# Start of Data lines

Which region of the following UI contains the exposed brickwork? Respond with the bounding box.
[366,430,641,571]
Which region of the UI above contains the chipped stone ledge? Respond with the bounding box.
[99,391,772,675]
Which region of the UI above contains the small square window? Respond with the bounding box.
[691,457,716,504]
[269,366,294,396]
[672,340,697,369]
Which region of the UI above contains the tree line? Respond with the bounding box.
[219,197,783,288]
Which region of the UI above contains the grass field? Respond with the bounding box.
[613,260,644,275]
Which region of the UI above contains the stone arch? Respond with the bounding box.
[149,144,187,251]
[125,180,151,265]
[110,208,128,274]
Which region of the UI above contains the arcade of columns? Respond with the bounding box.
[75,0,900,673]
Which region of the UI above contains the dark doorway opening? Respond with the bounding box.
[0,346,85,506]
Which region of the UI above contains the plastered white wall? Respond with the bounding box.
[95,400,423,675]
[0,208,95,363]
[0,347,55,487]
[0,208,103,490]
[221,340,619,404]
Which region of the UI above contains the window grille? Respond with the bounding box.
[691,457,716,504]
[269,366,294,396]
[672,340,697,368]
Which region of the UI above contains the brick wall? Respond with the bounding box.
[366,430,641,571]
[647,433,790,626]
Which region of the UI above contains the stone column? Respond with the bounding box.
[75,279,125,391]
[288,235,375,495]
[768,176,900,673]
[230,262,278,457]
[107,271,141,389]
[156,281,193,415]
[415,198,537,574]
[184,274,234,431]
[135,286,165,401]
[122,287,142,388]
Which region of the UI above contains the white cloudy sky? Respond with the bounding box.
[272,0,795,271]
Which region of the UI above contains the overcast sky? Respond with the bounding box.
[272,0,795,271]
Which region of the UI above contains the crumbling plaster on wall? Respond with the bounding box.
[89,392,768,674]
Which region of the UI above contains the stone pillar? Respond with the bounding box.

# End of Data lines

## Objective
Can you recast every line of the listing above as a JSON array of strings, one string per line, leaving out any blank lines?

## Full solution
[
  "Which region of the following UI contains the exposed brickwork? Respond with the bounding box.",
  "[366,430,641,571]",
  "Which region of the UI above contains the chipped stone ledge? Respond with the bounding box.",
  "[99,391,772,675]",
  "Which region of the UI above contains the small square window? Respond with the bounding box.",
  "[691,457,716,504]",
  "[269,366,294,396]",
  "[672,340,697,369]",
  "Which region of the UI above contains the tree line? Respond with the bounding box.",
  "[219,197,783,288]",
  "Which region of the UI above contains the grass field? Respond with the bounding box.",
  "[613,260,644,275]",
  "Which region of the UI above contains the stone arch? Respond with the bounding box.",
  "[149,144,187,251]",
  "[125,180,151,265]",
  "[110,208,128,274]",
  "Which region of the UI above contains the arcade of columns? Respond with the bounding box.",
  "[75,0,900,673]",
  "Which region of the UI above contains the dark doorway opening? Respond with the bounding box.",
  "[0,346,85,506]",
  "Which region of the UI above contains the plastered white wall? Respond with the bounding box.",
  "[95,400,423,675]",
  "[0,208,95,363]",
  "[0,347,55,487]",
  "[0,208,103,490]",
  "[221,340,619,404]",
  "Which region of the UI above contains the window grille? Respond with the bounding box.",
  "[691,457,716,504]",
  "[269,366,294,396]",
  "[672,340,697,368]",
  "Which region of the UI above contains the brick wall? Respond with the bounding box.",
  "[366,430,641,571]",
  "[647,433,790,626]",
  "Which region of the UI above contains the stone column? Respond with the bounding box.",
  "[75,279,125,391]",
  "[288,235,375,495]",
  "[768,176,900,673]",
  "[230,262,278,457]",
  "[107,271,141,389]",
  "[156,281,193,415]",
  "[415,198,537,574]",
  "[184,274,234,431]",
  "[135,286,165,401]",
  "[122,287,142,388]",
  "Which region of the UI above contains the white cloudy sky? Respond with the bounding box.",
  "[272,0,795,271]",
  "Which region of the UI above contains the overcast sky? Respond with the bounding box.",
  "[272,0,795,271]",
  "Which region of the UI above contains the crumbling plaster on wall? Respond with the bounding box.",
  "[89,392,768,674]",
  "Which region of the UI above contains the stone pillar? Respond with the bounding box."
]